● **What the task asks**: Lay out the material below as a Markdown table with the columns Row and Line. Begin at the line that contains "Tag any visible glass", stop after the line that contains "63;295;121;349", number each row, and leave out blank lines.

● **Rows**:
______
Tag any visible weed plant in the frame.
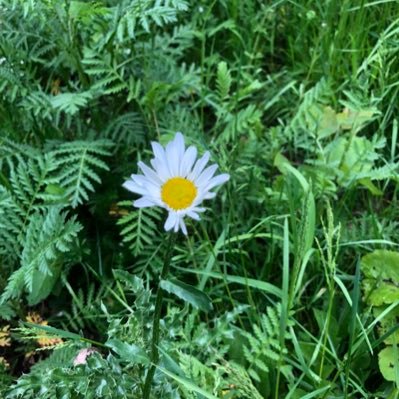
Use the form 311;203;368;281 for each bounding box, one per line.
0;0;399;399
______
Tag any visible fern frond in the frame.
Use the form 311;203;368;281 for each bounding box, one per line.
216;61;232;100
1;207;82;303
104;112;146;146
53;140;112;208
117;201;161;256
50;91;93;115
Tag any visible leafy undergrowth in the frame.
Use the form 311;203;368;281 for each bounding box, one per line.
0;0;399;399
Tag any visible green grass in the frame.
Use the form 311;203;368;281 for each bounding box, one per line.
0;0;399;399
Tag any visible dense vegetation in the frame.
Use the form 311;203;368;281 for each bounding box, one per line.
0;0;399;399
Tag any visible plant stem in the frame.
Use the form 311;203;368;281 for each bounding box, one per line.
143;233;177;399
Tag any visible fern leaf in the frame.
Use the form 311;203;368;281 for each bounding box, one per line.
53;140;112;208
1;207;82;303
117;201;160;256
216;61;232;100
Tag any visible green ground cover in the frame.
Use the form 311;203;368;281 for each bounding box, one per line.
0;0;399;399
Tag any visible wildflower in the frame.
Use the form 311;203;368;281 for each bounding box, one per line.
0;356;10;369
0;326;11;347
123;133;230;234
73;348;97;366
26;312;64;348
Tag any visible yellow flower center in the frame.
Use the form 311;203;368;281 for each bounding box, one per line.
______
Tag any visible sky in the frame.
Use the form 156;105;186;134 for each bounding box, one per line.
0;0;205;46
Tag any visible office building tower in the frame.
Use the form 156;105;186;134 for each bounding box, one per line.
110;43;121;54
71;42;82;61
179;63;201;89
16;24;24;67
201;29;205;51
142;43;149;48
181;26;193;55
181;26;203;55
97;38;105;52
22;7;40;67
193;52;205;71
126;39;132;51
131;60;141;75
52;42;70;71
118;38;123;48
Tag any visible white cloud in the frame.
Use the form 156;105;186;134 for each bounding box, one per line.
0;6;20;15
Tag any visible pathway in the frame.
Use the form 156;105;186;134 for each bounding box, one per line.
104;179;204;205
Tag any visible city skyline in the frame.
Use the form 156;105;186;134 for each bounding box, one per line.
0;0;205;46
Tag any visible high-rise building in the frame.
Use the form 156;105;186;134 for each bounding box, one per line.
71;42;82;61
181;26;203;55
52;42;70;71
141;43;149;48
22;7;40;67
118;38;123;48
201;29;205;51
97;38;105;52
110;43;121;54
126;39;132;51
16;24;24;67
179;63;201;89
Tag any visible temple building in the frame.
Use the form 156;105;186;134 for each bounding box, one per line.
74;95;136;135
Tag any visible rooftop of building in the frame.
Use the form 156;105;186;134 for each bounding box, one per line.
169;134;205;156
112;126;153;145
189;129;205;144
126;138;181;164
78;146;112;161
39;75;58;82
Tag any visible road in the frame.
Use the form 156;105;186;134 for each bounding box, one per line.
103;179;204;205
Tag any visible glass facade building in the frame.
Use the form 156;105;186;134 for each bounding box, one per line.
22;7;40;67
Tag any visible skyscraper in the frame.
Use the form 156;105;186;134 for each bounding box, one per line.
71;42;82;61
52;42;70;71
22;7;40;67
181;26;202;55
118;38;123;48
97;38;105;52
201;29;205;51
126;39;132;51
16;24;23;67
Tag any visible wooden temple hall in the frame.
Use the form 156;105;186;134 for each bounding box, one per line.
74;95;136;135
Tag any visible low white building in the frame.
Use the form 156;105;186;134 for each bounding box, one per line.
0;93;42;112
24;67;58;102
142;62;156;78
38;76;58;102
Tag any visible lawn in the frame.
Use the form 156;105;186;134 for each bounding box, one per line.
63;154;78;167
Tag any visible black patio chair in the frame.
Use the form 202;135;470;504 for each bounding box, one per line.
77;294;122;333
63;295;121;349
______
● **Solution for this problem**:
| Row | Line |
|---|---|
| 1 | Tag any visible glass facade building in the frame. |
| 2 | Use the form 156;105;186;134 for each bounding box, one per line. |
| 3 | 22;7;40;67 |
| 4 | Tag any visible skyscraper in the frame. |
| 5 | Use the form 156;105;186;134 for each bounding box, one per line. |
| 6 | 71;42;82;61 |
| 7 | 52;42;70;71 |
| 8 | 22;7;40;67 |
| 9 | 181;26;202;55 |
| 10 | 118;38;123;48 |
| 11 | 97;38;105;52 |
| 12 | 201;29;205;51 |
| 13 | 126;39;132;51 |
| 14 | 16;24;23;67 |
| 15 | Tag any visible wooden temple hall in the frame. |
| 16 | Use the form 156;105;186;134 for each bounding box, one per line. |
| 17 | 74;95;136;135 |
| 18 | Tag any visible low white building in the frame. |
| 19 | Use the form 156;105;186;134 for each bounding box, one per line. |
| 20 | 0;93;42;112 |
| 21 | 24;67;58;102 |
| 22 | 142;62;156;78 |
| 23 | 38;76;58;102 |
| 24 | Tag any visible lawn in the frame. |
| 25 | Use the form 156;105;186;134 for each bounding box, one per line. |
| 26 | 63;154;78;167 |
| 27 | Tag any visible black patio chair in the frame. |
| 28 | Use the form 202;135;470;504 for each bounding box, one per line. |
| 29 | 77;294;122;333 |
| 30 | 63;295;121;349 |